• _The data_:
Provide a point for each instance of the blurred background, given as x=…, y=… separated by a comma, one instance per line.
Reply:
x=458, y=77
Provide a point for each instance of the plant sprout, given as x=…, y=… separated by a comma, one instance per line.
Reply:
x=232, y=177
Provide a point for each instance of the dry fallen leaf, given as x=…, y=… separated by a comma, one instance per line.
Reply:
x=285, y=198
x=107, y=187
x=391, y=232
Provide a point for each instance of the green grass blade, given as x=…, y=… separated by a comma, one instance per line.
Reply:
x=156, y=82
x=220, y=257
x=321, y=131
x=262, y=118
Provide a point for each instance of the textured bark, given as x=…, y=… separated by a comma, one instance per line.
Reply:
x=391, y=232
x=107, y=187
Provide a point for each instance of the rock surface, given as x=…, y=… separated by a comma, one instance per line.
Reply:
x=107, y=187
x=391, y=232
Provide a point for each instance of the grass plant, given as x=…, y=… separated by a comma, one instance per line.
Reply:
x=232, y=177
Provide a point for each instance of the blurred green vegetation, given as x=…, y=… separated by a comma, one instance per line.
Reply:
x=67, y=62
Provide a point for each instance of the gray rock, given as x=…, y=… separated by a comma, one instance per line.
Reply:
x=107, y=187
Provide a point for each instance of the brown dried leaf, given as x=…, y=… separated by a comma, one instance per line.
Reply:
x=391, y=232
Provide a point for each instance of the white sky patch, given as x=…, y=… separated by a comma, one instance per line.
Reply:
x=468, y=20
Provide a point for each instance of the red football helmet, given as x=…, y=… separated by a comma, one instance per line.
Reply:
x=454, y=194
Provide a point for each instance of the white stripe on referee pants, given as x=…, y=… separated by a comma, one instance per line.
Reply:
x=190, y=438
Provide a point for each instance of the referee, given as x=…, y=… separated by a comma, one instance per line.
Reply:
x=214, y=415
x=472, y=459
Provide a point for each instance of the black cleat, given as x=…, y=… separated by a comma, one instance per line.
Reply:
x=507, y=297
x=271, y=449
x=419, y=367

• _Work instructions_:
Write out every entry again, keeping each line exactly the same.

• _Problem solution_:
Provide a point for each instance of the blurred background, given as x=…, y=… separated by a comma, one instance per line.
Reply:
x=458, y=77
Provide a point for each instance of the plant sprout, given as x=…, y=… separated by a comma, one instance per line.
Reply:
x=232, y=177
Provide a point for each instance of the dry fallen leaf, given as x=…, y=… separated by a comma, one instance per line.
Reply:
x=285, y=198
x=107, y=187
x=391, y=232
Provide a point for each instance of the green grass blade, given as x=…, y=… separated by a comma, one instance per line.
Reply:
x=156, y=82
x=220, y=257
x=321, y=131
x=262, y=118
Provide a point for each instance of the textured bark, given as x=…, y=… separated by a comma, one instance per line.
Reply:
x=391, y=232
x=107, y=187
Provide a point for each instance of the rock surface, given as x=…, y=… separated by a comma, one instance per line.
Reply:
x=107, y=187
x=391, y=232
Provide a point for each instance of the grass plant, given as x=…, y=… separated by a comma, one instance per line.
Reply:
x=232, y=177
Provide a point for each instance of the blurred green vegetation, given as x=…, y=… separated by a comma, one instance per line.
Reply:
x=67, y=62
Provide a point for each instance of the gray rock, given as x=…, y=… separated by a comma, one instance per line.
Reply:
x=107, y=187
Provide a point for each instance of the brown dried leaf, given as x=…, y=… separated by a comma, one instance per line.
Reply:
x=391, y=232
Provide a point for each instance of the white sky patch, given as x=…, y=… separated by a comma, one instance per line.
Reply:
x=468, y=20
Provide a point for each instance of the red football helmet, given as x=…, y=… separated by a comma, one instance per line.
Reply:
x=454, y=194
Provide a point for each instance of the white stripe on referee pants, given as x=…, y=… separated by a comma, one instance per line.
Reply:
x=190, y=438
Provide a point for each instance of the referee, given as x=…, y=… separated by a comma, one instance per line.
Reply:
x=214, y=415
x=472, y=459
Provide a point for each instance of the black cleat, given as x=…, y=… separated by a comma, one instance per line.
Reply:
x=507, y=297
x=271, y=449
x=419, y=367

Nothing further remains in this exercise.